▶ [INSTRUCCIONES DE TAREAS]:
A - Indica si cada afirmación concuerda con el texto sobre la biografía de Maynard James Keenan, respondiendo sí o no y citando literalmente las palabras decisivas: (i) El libro se centra sobre todo en las vivencias de Keenan con Tool. (ii) Tom Morello planeaba llamar a su nueva banda Rage Against The Machine. (iii) Keenan escribió la biografía en colaboración con la periodista Sarah Jensen.
B - Prosigue el texto sobre la biografía de Maynard James Keenan a partir de su última oración.

▶ [EXTRACTO DE PÁGINA]:
★ ★ ★ ★

Estos días se pone a la venta en EEUU la biografía que Maynard James Keenan, vocalista de Tool/A Perfect Circle y líder de Puscifer, ha escrito en colaboración con la periodista Sarah Jensen. El libro, «A Perfect Union Of Contrary Things», narra la vida y milagros del músico y, aunque como él mismo explicó, no se centra en exceso en sus vivencias con Tool, sí explica como nació el grupo en un capítulo que podemos leer cortesía de Rolling Stone.
Por la noche, tras el cierre de los clubs, Tom Morello muchas veces acompañaba a (Maynard) al loft, donde discutían los innovadores tempos de Devo y las raíces blues de Led Zeppelin. Cargaban la platina de cassettes con música que iba un paso más allá del mainstream, la música oscura e innovadora que Maynard más apreciaba. «Recuerdo que me puso un álbum de Swans, algo que estaba fuera de mi zona de confort», recuerda Tom. Maynard explicaba los acordes minimalistas, los efectos emocionales de los gruñidos, su primaria interpretación del heavy metal y Tom tomó nota cuidadosamente.
Ahora que Lock Up se había disuelto, Tom centraba sus energías en poner los cimientos de una nueva banda que planeaba llamar Rage Against The Machine, una banda que imaginaba iría más allá de las fronteras del metal y retar la complacencia política. Resuelto que estaría por encima de las bandas incipientes que él y Maynard veían en el Coconut Teaszr y Raji’s, se dedicó a aprender todo lo posible para evitar los errores que hundieron Lock Up. «Maynard me enseño a afinar en D», recuerda Morello.
Ambos se sentaban en el banco del parque que completaba la decoración de las pajareras. Maynard acunaba la Fender Telecaster de Tom y afinando de E a D para crear el sonido Seattle, la pesada resonancia que le dio a bandas como Soundgarden y Nirvana y Pearl Jam su firma sonora.

★ ★ ★ ★

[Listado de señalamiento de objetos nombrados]
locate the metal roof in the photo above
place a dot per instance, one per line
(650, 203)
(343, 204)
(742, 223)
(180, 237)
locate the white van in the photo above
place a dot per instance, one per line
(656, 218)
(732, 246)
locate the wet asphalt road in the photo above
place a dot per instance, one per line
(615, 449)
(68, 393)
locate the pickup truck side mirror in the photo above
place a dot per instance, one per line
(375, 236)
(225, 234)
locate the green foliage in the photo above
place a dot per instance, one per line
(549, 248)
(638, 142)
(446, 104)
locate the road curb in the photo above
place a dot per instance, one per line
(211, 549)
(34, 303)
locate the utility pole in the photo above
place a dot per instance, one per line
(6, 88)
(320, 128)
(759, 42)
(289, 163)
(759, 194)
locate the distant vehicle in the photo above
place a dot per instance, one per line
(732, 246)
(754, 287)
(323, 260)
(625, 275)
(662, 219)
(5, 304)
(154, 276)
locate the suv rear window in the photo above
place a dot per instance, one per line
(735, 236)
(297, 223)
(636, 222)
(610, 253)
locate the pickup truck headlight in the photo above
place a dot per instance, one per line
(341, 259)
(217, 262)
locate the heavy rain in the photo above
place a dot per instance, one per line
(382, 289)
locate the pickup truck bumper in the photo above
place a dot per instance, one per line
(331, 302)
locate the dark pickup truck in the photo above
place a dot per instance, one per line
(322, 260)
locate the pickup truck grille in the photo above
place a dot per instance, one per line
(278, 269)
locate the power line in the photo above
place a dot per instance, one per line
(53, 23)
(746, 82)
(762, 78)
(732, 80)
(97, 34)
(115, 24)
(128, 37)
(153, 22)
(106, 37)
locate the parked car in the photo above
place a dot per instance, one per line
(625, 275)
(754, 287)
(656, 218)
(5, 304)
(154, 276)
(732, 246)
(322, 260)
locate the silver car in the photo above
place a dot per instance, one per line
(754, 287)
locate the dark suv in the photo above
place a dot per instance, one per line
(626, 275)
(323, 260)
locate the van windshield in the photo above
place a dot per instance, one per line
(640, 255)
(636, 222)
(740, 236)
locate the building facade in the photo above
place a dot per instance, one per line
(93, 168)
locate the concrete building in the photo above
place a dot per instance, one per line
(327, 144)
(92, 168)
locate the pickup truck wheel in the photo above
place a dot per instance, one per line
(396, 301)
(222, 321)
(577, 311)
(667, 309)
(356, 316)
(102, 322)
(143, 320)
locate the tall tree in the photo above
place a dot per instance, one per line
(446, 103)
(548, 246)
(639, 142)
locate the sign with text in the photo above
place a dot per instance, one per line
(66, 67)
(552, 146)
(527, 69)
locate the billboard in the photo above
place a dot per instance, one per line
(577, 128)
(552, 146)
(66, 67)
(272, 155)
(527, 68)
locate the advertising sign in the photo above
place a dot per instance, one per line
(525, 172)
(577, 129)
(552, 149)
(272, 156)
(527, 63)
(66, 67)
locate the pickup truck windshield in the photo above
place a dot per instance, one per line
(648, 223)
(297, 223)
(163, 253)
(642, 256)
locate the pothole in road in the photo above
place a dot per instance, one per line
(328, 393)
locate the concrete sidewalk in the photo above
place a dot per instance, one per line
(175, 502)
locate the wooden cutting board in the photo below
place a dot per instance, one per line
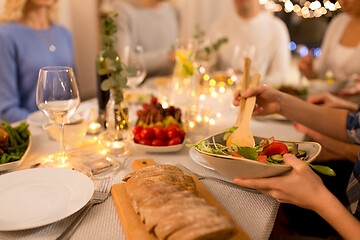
(132, 226)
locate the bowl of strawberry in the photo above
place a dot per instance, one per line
(158, 129)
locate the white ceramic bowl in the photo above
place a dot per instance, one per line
(319, 86)
(8, 167)
(162, 149)
(232, 167)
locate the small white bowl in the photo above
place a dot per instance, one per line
(8, 167)
(232, 167)
(160, 149)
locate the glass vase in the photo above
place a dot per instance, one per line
(116, 138)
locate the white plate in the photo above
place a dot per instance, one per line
(37, 197)
(199, 159)
(164, 149)
(12, 165)
(36, 118)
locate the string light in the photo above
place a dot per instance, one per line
(303, 8)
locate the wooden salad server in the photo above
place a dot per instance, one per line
(242, 136)
(244, 87)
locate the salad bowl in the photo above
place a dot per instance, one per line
(232, 167)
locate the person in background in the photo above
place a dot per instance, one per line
(153, 24)
(29, 40)
(340, 47)
(249, 26)
(301, 186)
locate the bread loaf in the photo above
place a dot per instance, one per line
(166, 200)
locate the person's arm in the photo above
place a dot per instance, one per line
(280, 63)
(302, 187)
(10, 109)
(328, 121)
(341, 150)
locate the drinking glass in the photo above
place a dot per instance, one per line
(134, 59)
(57, 96)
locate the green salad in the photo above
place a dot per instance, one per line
(267, 151)
(13, 141)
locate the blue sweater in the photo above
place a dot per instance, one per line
(23, 51)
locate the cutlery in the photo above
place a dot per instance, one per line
(242, 136)
(200, 177)
(100, 195)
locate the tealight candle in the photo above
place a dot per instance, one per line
(94, 128)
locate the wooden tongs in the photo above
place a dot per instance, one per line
(242, 136)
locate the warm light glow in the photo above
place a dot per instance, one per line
(165, 104)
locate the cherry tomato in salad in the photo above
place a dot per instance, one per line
(274, 148)
(174, 141)
(262, 158)
(145, 142)
(158, 142)
(160, 132)
(147, 133)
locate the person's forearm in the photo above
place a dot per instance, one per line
(332, 211)
(328, 121)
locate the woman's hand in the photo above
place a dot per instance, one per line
(329, 100)
(267, 99)
(305, 66)
(354, 90)
(298, 187)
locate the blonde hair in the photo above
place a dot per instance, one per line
(14, 10)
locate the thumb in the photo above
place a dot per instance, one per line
(293, 161)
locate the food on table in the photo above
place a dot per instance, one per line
(13, 141)
(267, 151)
(158, 126)
(166, 200)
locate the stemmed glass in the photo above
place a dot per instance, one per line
(57, 96)
(134, 59)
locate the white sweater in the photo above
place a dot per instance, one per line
(266, 32)
(341, 60)
(155, 29)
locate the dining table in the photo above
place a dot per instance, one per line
(254, 213)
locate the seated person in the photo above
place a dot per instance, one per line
(29, 40)
(151, 24)
(249, 26)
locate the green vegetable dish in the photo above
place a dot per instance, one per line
(267, 151)
(13, 141)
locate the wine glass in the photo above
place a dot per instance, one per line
(57, 96)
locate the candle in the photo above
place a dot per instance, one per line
(94, 128)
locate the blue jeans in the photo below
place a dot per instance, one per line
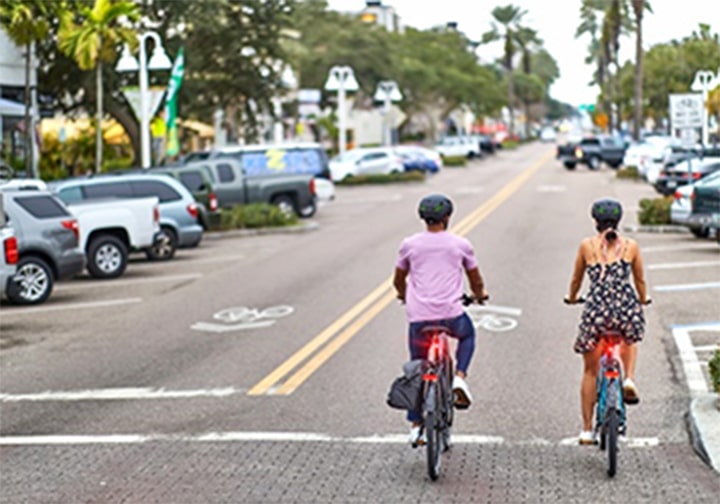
(461, 328)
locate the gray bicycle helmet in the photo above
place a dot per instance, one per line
(434, 208)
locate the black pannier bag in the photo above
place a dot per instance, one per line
(406, 390)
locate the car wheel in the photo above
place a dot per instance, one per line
(107, 257)
(32, 283)
(165, 249)
(700, 232)
(285, 203)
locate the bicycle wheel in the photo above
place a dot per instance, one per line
(612, 434)
(432, 432)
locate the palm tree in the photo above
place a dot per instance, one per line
(94, 42)
(639, 7)
(26, 23)
(509, 18)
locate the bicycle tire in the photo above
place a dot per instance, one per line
(432, 433)
(612, 440)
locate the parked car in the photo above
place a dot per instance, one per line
(458, 146)
(8, 252)
(705, 204)
(111, 229)
(178, 208)
(47, 244)
(365, 161)
(293, 192)
(417, 158)
(685, 173)
(592, 151)
(197, 178)
(681, 206)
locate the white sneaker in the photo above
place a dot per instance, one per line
(630, 393)
(417, 436)
(587, 438)
(461, 391)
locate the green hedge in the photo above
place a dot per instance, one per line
(411, 176)
(455, 161)
(255, 215)
(714, 368)
(629, 172)
(655, 211)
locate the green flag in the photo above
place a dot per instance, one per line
(173, 147)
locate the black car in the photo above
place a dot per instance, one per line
(685, 172)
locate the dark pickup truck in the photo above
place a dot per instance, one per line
(592, 151)
(705, 205)
(232, 186)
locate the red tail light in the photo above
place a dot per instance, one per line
(11, 252)
(192, 210)
(72, 225)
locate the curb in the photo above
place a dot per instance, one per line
(705, 429)
(233, 233)
(656, 229)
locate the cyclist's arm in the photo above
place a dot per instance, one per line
(578, 272)
(638, 274)
(476, 283)
(399, 281)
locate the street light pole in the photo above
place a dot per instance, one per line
(341, 79)
(158, 61)
(387, 92)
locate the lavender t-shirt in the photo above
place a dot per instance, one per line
(436, 263)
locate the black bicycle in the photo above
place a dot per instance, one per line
(438, 399)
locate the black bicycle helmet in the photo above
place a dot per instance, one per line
(434, 208)
(607, 211)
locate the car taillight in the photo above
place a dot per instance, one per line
(73, 226)
(192, 210)
(11, 252)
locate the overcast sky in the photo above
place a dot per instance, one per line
(556, 21)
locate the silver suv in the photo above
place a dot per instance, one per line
(47, 243)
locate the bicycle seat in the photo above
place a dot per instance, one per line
(427, 330)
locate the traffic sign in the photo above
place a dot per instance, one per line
(686, 110)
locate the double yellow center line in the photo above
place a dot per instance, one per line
(352, 321)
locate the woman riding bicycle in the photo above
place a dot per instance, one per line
(611, 304)
(429, 280)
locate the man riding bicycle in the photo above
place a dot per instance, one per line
(429, 280)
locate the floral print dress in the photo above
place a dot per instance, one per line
(611, 304)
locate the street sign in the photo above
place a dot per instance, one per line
(686, 110)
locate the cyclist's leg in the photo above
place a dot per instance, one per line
(588, 388)
(463, 329)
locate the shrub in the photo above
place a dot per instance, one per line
(411, 176)
(629, 172)
(655, 211)
(455, 161)
(714, 368)
(255, 215)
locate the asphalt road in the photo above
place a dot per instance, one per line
(255, 368)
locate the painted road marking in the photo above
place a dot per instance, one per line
(697, 264)
(69, 306)
(115, 394)
(379, 298)
(127, 281)
(688, 356)
(687, 287)
(284, 437)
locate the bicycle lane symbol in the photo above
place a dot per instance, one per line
(242, 318)
(489, 317)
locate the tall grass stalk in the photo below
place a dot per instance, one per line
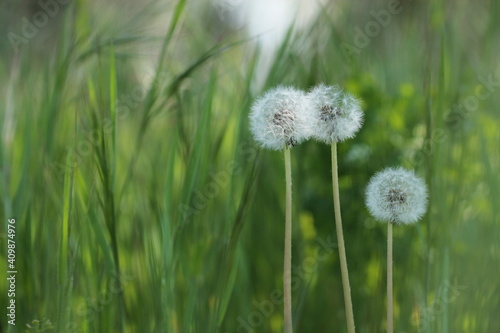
(340, 240)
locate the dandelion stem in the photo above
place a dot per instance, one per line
(340, 240)
(287, 269)
(389, 279)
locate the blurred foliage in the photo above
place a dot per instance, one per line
(125, 140)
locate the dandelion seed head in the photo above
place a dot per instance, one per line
(337, 114)
(281, 118)
(396, 195)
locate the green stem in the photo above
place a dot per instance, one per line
(287, 269)
(390, 324)
(340, 240)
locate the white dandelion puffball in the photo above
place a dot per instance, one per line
(337, 114)
(281, 118)
(396, 195)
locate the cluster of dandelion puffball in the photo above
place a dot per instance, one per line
(285, 116)
(396, 195)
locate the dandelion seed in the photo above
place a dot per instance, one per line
(397, 195)
(281, 118)
(337, 114)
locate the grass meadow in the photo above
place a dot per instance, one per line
(143, 204)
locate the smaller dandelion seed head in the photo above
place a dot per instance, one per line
(396, 195)
(281, 118)
(337, 114)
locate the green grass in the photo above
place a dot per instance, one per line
(148, 207)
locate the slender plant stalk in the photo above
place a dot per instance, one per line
(389, 279)
(287, 269)
(340, 240)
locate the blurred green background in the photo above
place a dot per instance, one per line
(142, 204)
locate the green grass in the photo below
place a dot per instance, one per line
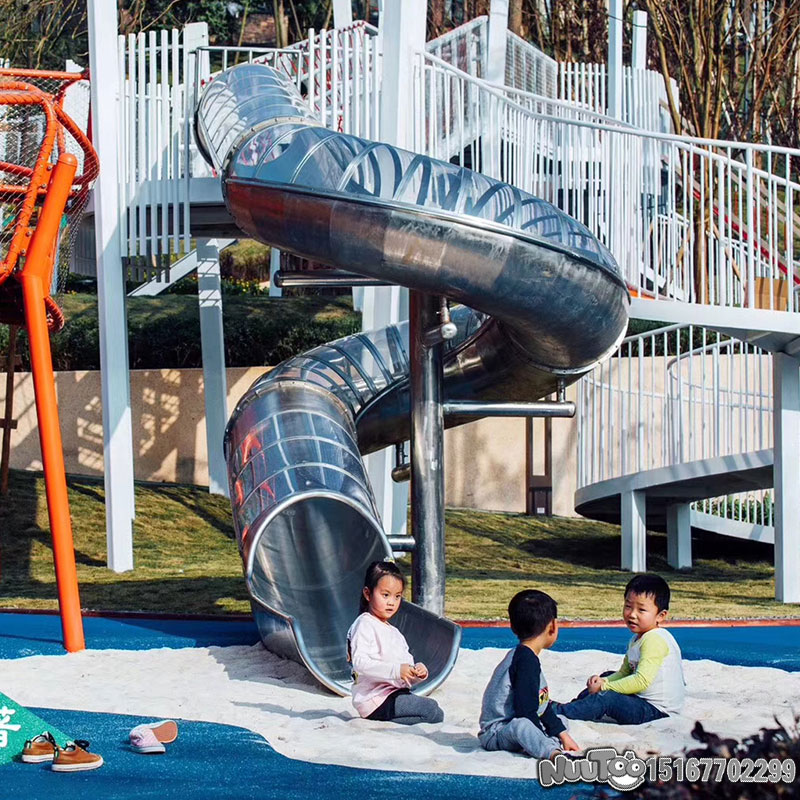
(164, 332)
(187, 561)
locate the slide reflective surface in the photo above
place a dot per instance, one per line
(542, 302)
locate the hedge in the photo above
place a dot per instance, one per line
(164, 332)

★ ★ ★ ★

▶ [RESULTADOS POR TAREA]:
A -
(i) No: «no se centra en exceso en sus vivencias con Tool».
(ii) Sí: «una nueva banda que planeaba llamar Rage Against The Machine».
(iii) Sí: «ha escrito en colaboración con la periodista Sarah Jensen».

B -
Tom reclutó a lo mejor de lo mejor para su nueva banda: el experimentado músico Tim Commerford al bajo y coros y el batería de Greta, Brad Wilk, que contribuía con sus extensas dotes percusivas. Solo le quedaba identificar un vocalista que encajara para completar su formación. Para entonces, ya había estado en muchas de las actuaciones de Maynard con Green Jellö, había oído cassettes de C.A.D. y respetaba tanto el talento vocal de Maynard como su habilidad para analizar arreglos complejos. «Había esa idea flotando de que trabajáramos juntos,» recuerda Tom. «Brad y yo habíamos estado ensayando con Maynard y Zack de la Rocha. Nos gustaba tocar con ambos y Brad y yo tuvimos una larga conversación telefónica sobre quien deberíamos sacar a bailar».
Al final, el rapero De la Rocha demostró ser el compañero más lógico. Su banda hardcore, Inside Out, tuvo cierto seguimiento en el underground, y su éxito le sirvió como reválida para Rage. Sería solo cuestión de tiempo, se decía Tom, antes de que su banda llamara la atención de uno de los sellos que querían ser el primero en fichar a bandas distintas y con proyección.
El pequeñísimo rol de Maynard en Green Jellö a duras penas le reportó un contrato discográfico, y no había compuesto nada nuevo desde sus días en Grand Rapids. No había guitarristas ni bateristas disponibles para tocar siquiera sus canciones de C.A.D. y no había preparado ningún plan de negocio o manifiesto artístico. Pero tenía una cosa que la mayoría del resto de bandas no tenia.
Desde las sombras de su mesa en la parte trasera del Club with No Name o English Acid, miraba con cinismo las bandas que hacían cabriolas en el escenario. «Estaba en la parte de atrás del local viendo esas bandas y criticando todo lo que hacían,» recuerda. «No había duda de que querían estar ahí. Pero no tenían la necesidad de estar ahí».
«Esas bandas estaban ahí para bailotear y ser populares, para entrar en el club sin pagar o para mojar, para llamar la atención de los cazatalentos que pudieran haber entre el público o lo que fuese que intentaran hacer. Llevaban estúpidos sombreros y daban saltos sin contar una historia. Y ni siquiera lograban destacar demasiado. Toda la escena era humo.»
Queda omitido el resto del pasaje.